TASK INPUT =
start

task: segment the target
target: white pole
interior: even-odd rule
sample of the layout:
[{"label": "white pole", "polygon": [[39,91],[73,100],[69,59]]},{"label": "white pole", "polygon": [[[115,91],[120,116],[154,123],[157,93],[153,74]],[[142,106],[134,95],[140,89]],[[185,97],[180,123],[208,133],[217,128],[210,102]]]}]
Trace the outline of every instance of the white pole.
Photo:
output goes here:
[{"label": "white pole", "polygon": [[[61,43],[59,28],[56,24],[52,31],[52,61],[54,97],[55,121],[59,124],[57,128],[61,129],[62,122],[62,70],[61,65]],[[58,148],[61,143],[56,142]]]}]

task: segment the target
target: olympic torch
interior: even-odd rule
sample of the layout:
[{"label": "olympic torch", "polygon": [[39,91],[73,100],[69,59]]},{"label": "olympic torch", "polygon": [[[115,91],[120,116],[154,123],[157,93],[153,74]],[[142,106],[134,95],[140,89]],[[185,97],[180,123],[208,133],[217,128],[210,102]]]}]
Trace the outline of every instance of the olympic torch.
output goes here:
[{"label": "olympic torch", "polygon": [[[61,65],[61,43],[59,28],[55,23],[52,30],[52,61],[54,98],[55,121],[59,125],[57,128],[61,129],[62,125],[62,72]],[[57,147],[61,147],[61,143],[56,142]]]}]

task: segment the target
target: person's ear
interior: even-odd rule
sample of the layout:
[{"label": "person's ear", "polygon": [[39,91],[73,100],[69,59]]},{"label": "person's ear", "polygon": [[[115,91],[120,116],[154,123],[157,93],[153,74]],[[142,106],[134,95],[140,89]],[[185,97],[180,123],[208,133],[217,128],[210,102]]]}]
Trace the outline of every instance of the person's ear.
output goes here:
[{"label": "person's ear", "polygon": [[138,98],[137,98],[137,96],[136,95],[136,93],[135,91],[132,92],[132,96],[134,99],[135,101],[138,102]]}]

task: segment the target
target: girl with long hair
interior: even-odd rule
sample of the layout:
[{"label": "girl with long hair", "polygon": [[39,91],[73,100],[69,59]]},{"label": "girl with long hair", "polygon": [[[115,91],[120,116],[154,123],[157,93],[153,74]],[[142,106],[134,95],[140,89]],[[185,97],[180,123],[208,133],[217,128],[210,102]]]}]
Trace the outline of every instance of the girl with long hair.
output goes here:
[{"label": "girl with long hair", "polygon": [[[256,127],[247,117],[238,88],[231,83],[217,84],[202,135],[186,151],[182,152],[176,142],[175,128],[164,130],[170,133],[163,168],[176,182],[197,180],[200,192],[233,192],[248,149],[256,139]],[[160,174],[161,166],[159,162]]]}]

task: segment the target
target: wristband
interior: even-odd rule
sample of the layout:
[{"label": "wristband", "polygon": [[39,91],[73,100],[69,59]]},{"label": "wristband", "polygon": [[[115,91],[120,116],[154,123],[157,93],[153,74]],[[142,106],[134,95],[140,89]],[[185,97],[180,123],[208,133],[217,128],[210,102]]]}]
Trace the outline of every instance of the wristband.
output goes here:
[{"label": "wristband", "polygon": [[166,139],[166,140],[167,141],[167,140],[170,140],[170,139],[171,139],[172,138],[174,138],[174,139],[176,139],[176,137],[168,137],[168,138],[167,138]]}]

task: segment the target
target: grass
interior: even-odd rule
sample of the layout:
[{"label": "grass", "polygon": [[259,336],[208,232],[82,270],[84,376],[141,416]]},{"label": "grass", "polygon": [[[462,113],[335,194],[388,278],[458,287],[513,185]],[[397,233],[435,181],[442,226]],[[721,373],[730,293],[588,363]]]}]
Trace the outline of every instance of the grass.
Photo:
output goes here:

end

WHAT TO DO = Repeat every entry word for word.

WRITTEN SOLUTION =
task: segment the target
target: white pole
interior: even-odd rule
sample of the layout:
[{"label": "white pole", "polygon": [[39,91],[73,100],[69,59]]},{"label": "white pole", "polygon": [[[115,91],[120,116],[154,123],[157,93],[153,74]],[[142,106],[134,95],[140,89]],[[185,97],[180,123],[208,133],[217,128],[210,102]]]}]
Trace the outline of every instance of the white pole.
Photo:
output goes here:
[{"label": "white pole", "polygon": [[[61,43],[59,28],[56,24],[52,31],[52,61],[54,97],[55,121],[59,124],[57,128],[61,129],[62,122],[62,70],[61,65]],[[58,148],[61,143],[56,142]]]}]

task: segment the target
target: olympic torch
interior: even-odd rule
sample of the layout:
[{"label": "olympic torch", "polygon": [[39,91],[73,100],[69,59]]},{"label": "olympic torch", "polygon": [[[115,91],[120,116],[154,123],[157,93],[153,74]],[[142,106],[134,95],[140,89]],[[185,97],[180,123],[208,133],[217,128],[210,102]]]}]
Trace the outline of every instance of the olympic torch.
output goes here:
[{"label": "olympic torch", "polygon": [[[61,65],[61,43],[59,28],[55,23],[52,30],[52,61],[54,98],[55,121],[59,125],[57,128],[61,129],[62,125],[62,72]],[[57,147],[61,147],[61,143],[56,142]]]}]

task: segment the target
target: person's ear
interior: even-odd rule
sample of the layout:
[{"label": "person's ear", "polygon": [[39,91],[73,100],[69,59]]},{"label": "person's ear", "polygon": [[[115,91],[120,116],[154,123],[157,93],[153,74]],[[142,106],[134,95],[140,89]],[[185,97],[180,123],[208,133],[217,128],[210,102]]]}]
Trace the outline of every instance of the person's ear.
output goes here:
[{"label": "person's ear", "polygon": [[138,98],[137,98],[137,96],[136,95],[136,93],[135,91],[132,92],[132,96],[134,99],[135,101],[138,102]]}]

task: segment the target
target: girl with long hair
interior: even-odd rule
sample of the layout:
[{"label": "girl with long hair", "polygon": [[39,91],[73,100],[69,59]]},{"label": "girl with long hair", "polygon": [[[115,91],[120,116],[154,123],[157,93],[153,74]],[[142,106],[134,95],[140,89]],[[185,97],[180,123],[208,133],[217,128],[210,102]]]}]
Trace the outline of every instance of the girl with long hair.
output goes here:
[{"label": "girl with long hair", "polygon": [[[256,127],[247,117],[238,88],[231,83],[217,84],[202,135],[186,151],[182,152],[176,142],[175,128],[164,130],[170,133],[163,168],[176,182],[197,180],[200,192],[233,192],[248,149],[256,139]],[[160,174],[161,166],[159,162]]]}]

task: segment the target
target: wristband
interior: even-odd rule
sample of the layout:
[{"label": "wristband", "polygon": [[39,91],[73,100],[69,59]]},{"label": "wristband", "polygon": [[[115,91],[120,116],[154,123],[157,93],[153,74]],[[142,106],[134,95],[140,89]],[[185,97],[180,123],[208,133],[217,128],[210,102]]]}]
Trace the outline of every instance of the wristband.
output goes here:
[{"label": "wristband", "polygon": [[166,139],[166,140],[167,141],[167,140],[170,140],[170,139],[171,139],[172,138],[174,138],[174,139],[176,139],[176,137],[168,137],[168,138],[167,138]]}]

task: segment the target
target: grass
interior: even-odd rule
sample of the layout:
[{"label": "grass", "polygon": [[259,336],[208,232],[82,270],[84,376],[141,416]]},{"label": "grass", "polygon": [[[462,113],[335,194],[388,278],[458,287],[513,185]],[[397,233],[435,181],[442,226]],[[721,373],[730,293],[588,363]]]}]
Trace the outline of every instance of the grass.
Photo:
output goes here:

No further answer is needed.